[Stored data entries]
================
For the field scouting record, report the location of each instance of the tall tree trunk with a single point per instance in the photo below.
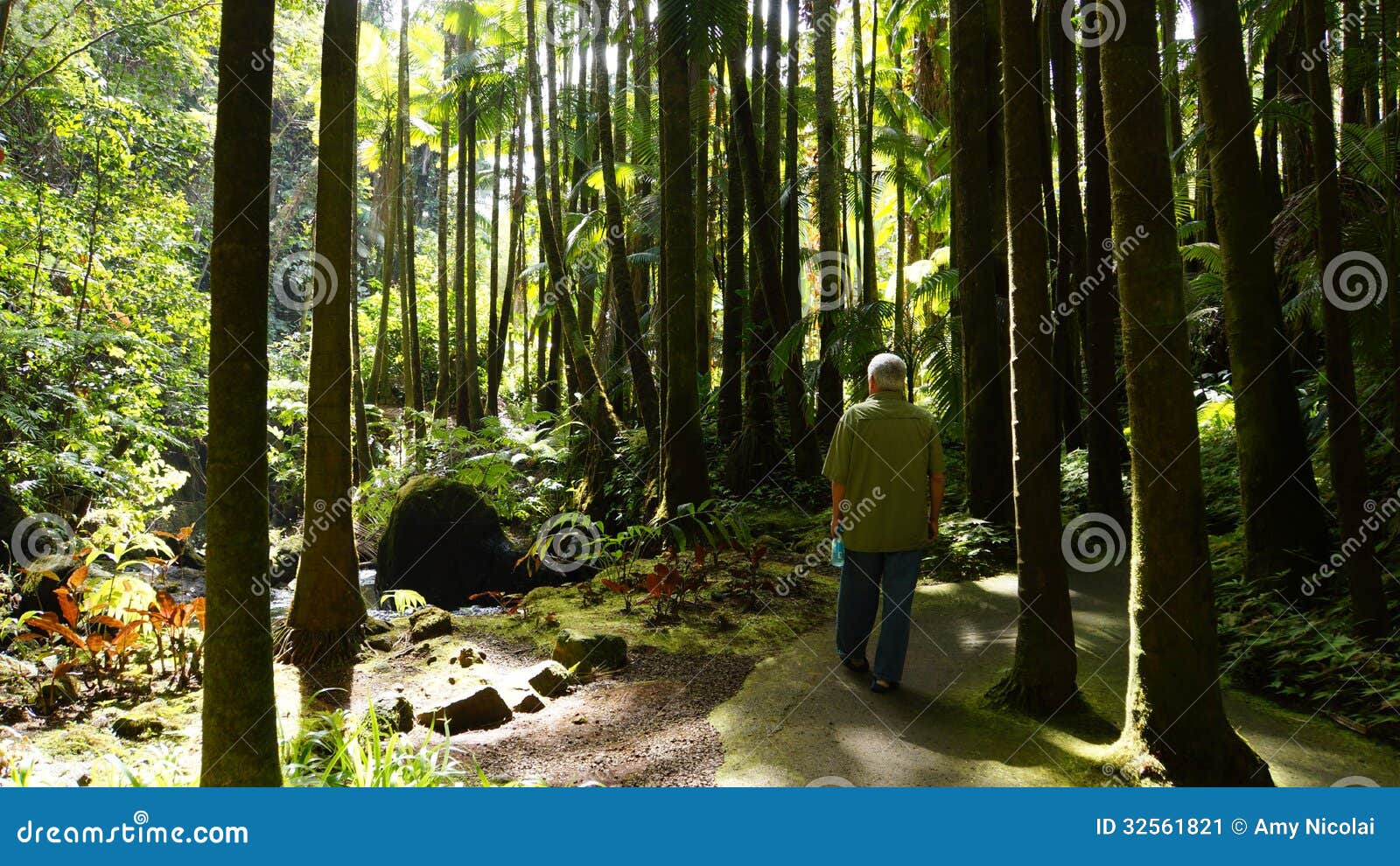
(389, 223)
(643, 384)
(441, 398)
(494, 343)
(685, 480)
(1070, 256)
(1042, 677)
(732, 360)
(1173, 704)
(594, 410)
(326, 620)
(1284, 522)
(240, 719)
(835, 287)
(1344, 445)
(975, 233)
(1103, 429)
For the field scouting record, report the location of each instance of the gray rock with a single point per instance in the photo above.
(394, 714)
(480, 709)
(550, 679)
(429, 623)
(587, 653)
(469, 655)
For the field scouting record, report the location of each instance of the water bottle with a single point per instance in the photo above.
(837, 550)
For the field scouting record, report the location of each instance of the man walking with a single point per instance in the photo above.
(886, 471)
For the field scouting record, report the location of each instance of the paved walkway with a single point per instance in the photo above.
(802, 719)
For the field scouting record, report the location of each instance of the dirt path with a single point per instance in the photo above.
(804, 719)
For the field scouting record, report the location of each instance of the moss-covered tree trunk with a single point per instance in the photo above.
(975, 237)
(1042, 677)
(326, 618)
(240, 716)
(1175, 711)
(594, 409)
(1344, 445)
(685, 478)
(1284, 523)
(1070, 251)
(1103, 431)
(830, 398)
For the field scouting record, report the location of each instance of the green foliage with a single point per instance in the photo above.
(335, 753)
(1304, 653)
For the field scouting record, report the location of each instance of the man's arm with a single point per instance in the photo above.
(935, 502)
(837, 497)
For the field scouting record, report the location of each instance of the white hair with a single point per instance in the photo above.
(888, 371)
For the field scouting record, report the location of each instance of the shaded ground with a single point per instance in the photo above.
(804, 719)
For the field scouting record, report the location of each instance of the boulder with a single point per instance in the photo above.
(482, 707)
(468, 655)
(550, 679)
(392, 714)
(585, 653)
(445, 541)
(429, 623)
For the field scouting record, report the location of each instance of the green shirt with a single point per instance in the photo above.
(884, 452)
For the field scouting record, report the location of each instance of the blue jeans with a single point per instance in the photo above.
(864, 578)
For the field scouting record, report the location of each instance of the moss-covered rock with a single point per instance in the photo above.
(587, 653)
(445, 541)
(482, 707)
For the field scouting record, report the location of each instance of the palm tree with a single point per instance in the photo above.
(326, 618)
(1042, 677)
(1173, 704)
(1348, 466)
(1284, 522)
(986, 424)
(240, 721)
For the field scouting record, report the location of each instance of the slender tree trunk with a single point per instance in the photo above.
(1070, 256)
(644, 388)
(1284, 522)
(685, 478)
(594, 410)
(975, 237)
(1344, 445)
(240, 719)
(1175, 711)
(732, 373)
(1042, 677)
(389, 221)
(1103, 429)
(326, 620)
(441, 398)
(835, 289)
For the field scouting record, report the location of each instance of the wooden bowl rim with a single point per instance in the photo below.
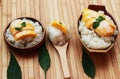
(97, 8)
(26, 48)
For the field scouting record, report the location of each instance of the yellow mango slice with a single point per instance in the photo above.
(24, 34)
(59, 26)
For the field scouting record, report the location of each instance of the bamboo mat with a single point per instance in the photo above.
(107, 65)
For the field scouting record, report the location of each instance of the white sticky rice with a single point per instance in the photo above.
(56, 36)
(28, 41)
(93, 40)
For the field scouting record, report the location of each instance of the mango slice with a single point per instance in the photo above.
(25, 33)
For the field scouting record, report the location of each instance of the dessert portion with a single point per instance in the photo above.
(97, 30)
(24, 33)
(58, 33)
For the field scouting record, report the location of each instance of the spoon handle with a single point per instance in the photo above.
(63, 58)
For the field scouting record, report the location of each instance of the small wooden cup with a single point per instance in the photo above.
(97, 8)
(30, 49)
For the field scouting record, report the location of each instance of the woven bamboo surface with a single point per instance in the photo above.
(68, 11)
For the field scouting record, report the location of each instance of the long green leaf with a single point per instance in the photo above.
(44, 58)
(14, 70)
(88, 65)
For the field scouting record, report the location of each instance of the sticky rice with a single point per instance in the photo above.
(91, 38)
(26, 41)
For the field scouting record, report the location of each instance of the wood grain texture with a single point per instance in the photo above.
(68, 11)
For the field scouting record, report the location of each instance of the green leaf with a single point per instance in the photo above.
(14, 70)
(44, 58)
(18, 28)
(95, 25)
(23, 24)
(88, 64)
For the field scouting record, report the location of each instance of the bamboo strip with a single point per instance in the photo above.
(0, 42)
(4, 49)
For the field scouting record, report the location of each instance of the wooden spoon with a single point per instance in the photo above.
(63, 57)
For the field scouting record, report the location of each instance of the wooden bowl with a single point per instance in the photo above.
(97, 8)
(27, 49)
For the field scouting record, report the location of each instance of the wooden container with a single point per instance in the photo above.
(27, 49)
(97, 8)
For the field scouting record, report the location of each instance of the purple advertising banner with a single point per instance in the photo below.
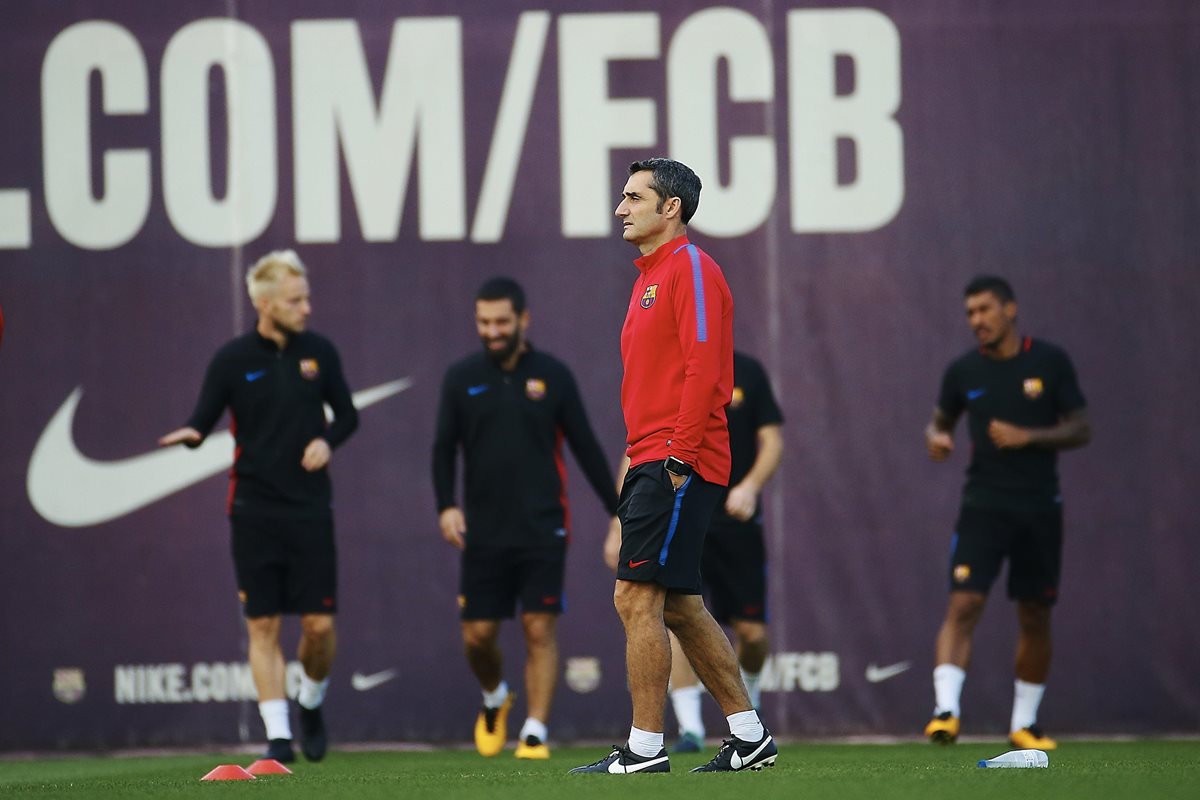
(861, 162)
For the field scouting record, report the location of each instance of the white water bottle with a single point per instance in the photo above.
(1018, 759)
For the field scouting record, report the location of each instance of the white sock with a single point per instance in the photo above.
(948, 689)
(1026, 699)
(754, 687)
(745, 726)
(685, 702)
(533, 728)
(275, 717)
(645, 743)
(495, 698)
(312, 692)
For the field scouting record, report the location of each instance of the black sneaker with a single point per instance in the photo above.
(623, 761)
(312, 732)
(280, 750)
(739, 755)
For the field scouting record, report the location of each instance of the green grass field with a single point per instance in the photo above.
(1146, 769)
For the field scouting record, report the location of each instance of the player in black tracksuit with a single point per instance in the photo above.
(735, 561)
(276, 403)
(275, 382)
(1024, 404)
(509, 409)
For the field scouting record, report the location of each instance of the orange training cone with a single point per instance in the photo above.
(228, 773)
(268, 767)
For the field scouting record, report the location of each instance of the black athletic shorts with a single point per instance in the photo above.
(285, 566)
(1030, 540)
(493, 578)
(663, 530)
(735, 570)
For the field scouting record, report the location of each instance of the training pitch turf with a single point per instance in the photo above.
(1145, 769)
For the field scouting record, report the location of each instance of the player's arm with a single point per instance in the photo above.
(743, 498)
(612, 541)
(345, 416)
(697, 310)
(940, 434)
(451, 522)
(341, 403)
(1072, 431)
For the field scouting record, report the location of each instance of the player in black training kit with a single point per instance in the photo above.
(275, 382)
(1024, 404)
(510, 408)
(735, 561)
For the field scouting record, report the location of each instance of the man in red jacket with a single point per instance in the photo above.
(677, 348)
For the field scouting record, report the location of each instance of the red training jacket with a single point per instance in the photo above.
(677, 346)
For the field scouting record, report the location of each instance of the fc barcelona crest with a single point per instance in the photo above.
(309, 368)
(69, 685)
(649, 295)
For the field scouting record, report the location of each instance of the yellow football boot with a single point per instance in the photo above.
(1032, 738)
(533, 747)
(942, 729)
(491, 728)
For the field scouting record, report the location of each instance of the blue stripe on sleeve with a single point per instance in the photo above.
(697, 287)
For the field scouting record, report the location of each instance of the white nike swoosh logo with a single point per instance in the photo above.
(617, 768)
(880, 674)
(366, 683)
(72, 491)
(737, 762)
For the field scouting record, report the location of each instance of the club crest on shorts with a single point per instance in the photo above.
(649, 295)
(69, 685)
(583, 674)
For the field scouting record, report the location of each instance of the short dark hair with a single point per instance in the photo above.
(503, 288)
(671, 179)
(993, 283)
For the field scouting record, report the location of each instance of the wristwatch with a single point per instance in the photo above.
(677, 467)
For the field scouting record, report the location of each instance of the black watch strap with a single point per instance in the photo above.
(677, 467)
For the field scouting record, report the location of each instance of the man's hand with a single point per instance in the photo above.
(181, 437)
(742, 503)
(316, 455)
(612, 545)
(1007, 435)
(940, 444)
(453, 525)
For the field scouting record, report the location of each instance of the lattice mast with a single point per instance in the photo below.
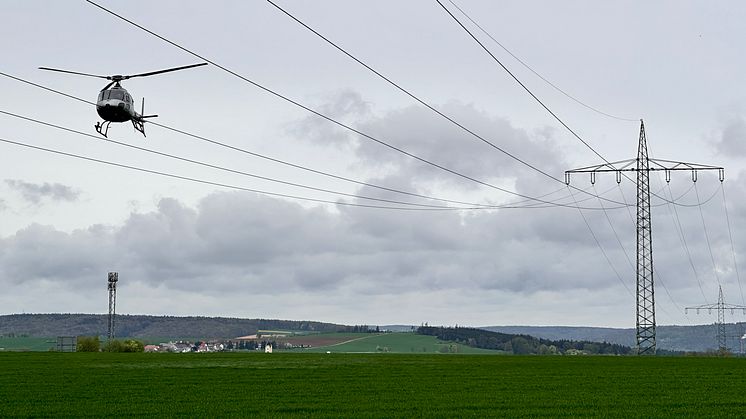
(113, 278)
(643, 165)
(720, 306)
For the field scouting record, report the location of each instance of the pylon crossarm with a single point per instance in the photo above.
(662, 164)
(615, 166)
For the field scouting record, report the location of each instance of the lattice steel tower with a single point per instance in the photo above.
(643, 165)
(113, 278)
(721, 306)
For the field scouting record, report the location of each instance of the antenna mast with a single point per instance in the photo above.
(643, 165)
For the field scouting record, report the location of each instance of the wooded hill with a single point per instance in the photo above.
(50, 325)
(520, 344)
(696, 338)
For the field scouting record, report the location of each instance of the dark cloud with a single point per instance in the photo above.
(35, 193)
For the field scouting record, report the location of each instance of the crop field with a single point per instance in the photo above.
(27, 344)
(367, 385)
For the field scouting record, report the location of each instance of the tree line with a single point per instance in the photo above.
(520, 344)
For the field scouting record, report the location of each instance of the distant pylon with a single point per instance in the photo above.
(721, 306)
(643, 165)
(113, 278)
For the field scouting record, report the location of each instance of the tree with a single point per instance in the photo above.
(88, 344)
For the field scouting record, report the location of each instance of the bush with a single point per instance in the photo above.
(88, 344)
(129, 345)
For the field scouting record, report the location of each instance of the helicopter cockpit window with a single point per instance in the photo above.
(116, 94)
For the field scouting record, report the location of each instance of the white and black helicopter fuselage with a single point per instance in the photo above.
(115, 104)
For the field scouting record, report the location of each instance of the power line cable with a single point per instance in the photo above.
(221, 168)
(220, 184)
(629, 260)
(484, 31)
(520, 82)
(413, 96)
(732, 246)
(515, 204)
(603, 252)
(317, 113)
(682, 237)
(707, 238)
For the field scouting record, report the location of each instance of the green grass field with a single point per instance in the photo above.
(27, 344)
(367, 385)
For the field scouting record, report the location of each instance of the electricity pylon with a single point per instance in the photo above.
(113, 278)
(643, 165)
(721, 306)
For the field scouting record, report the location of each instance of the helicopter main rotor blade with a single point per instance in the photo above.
(74, 72)
(163, 71)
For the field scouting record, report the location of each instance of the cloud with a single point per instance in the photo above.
(35, 193)
(732, 141)
(346, 106)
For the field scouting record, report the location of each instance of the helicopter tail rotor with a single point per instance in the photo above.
(139, 120)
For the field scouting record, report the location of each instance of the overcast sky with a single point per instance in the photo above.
(187, 248)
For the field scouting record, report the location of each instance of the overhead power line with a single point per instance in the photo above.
(319, 114)
(413, 96)
(487, 50)
(732, 246)
(220, 184)
(523, 63)
(515, 204)
(225, 169)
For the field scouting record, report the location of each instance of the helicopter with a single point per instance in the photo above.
(115, 104)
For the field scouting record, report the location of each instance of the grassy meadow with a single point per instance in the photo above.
(367, 385)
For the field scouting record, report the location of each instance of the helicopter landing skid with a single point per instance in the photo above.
(100, 126)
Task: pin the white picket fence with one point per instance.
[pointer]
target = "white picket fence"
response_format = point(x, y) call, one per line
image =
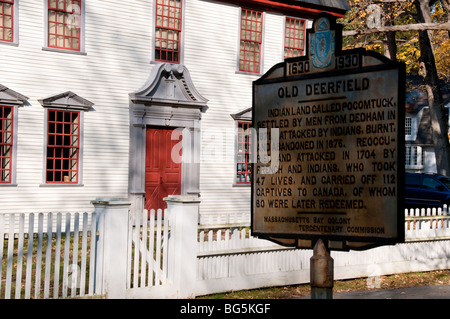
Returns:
point(148, 240)
point(61, 255)
point(231, 259)
point(48, 255)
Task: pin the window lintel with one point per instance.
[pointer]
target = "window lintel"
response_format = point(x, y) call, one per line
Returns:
point(11, 97)
point(66, 100)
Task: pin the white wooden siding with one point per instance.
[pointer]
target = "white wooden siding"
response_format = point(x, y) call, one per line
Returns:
point(118, 45)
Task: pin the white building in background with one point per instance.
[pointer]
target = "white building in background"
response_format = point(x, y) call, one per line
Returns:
point(92, 90)
point(420, 156)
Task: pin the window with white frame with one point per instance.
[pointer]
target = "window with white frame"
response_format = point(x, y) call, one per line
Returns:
point(168, 28)
point(64, 138)
point(6, 143)
point(243, 154)
point(294, 37)
point(9, 21)
point(9, 103)
point(414, 157)
point(244, 148)
point(408, 126)
point(251, 40)
point(65, 25)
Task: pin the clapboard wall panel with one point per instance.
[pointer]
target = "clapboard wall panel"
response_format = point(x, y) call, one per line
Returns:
point(118, 61)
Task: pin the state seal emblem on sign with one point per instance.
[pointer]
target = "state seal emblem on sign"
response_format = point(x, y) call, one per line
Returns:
point(322, 43)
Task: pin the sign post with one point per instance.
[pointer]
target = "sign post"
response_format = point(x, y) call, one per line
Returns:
point(330, 132)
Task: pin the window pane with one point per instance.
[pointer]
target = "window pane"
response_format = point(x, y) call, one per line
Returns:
point(167, 31)
point(6, 143)
point(67, 15)
point(251, 37)
point(294, 37)
point(62, 146)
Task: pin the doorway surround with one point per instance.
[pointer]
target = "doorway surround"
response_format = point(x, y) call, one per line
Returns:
point(168, 99)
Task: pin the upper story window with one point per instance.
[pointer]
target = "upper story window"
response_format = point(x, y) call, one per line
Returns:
point(408, 126)
point(64, 137)
point(7, 14)
point(63, 146)
point(294, 37)
point(243, 163)
point(251, 41)
point(168, 27)
point(6, 142)
point(10, 101)
point(64, 24)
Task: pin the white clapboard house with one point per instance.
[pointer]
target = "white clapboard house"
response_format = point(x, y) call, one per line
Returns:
point(420, 155)
point(136, 99)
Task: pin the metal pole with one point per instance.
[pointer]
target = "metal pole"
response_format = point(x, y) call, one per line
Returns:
================
▶ [TASK DETAILS] Copy every line in the records above that contains the word "doorway".

▶ [SOLUTION TO THIS EXERCISE]
Task: pin the doorway surround with one point per instance.
target = "doorway surround"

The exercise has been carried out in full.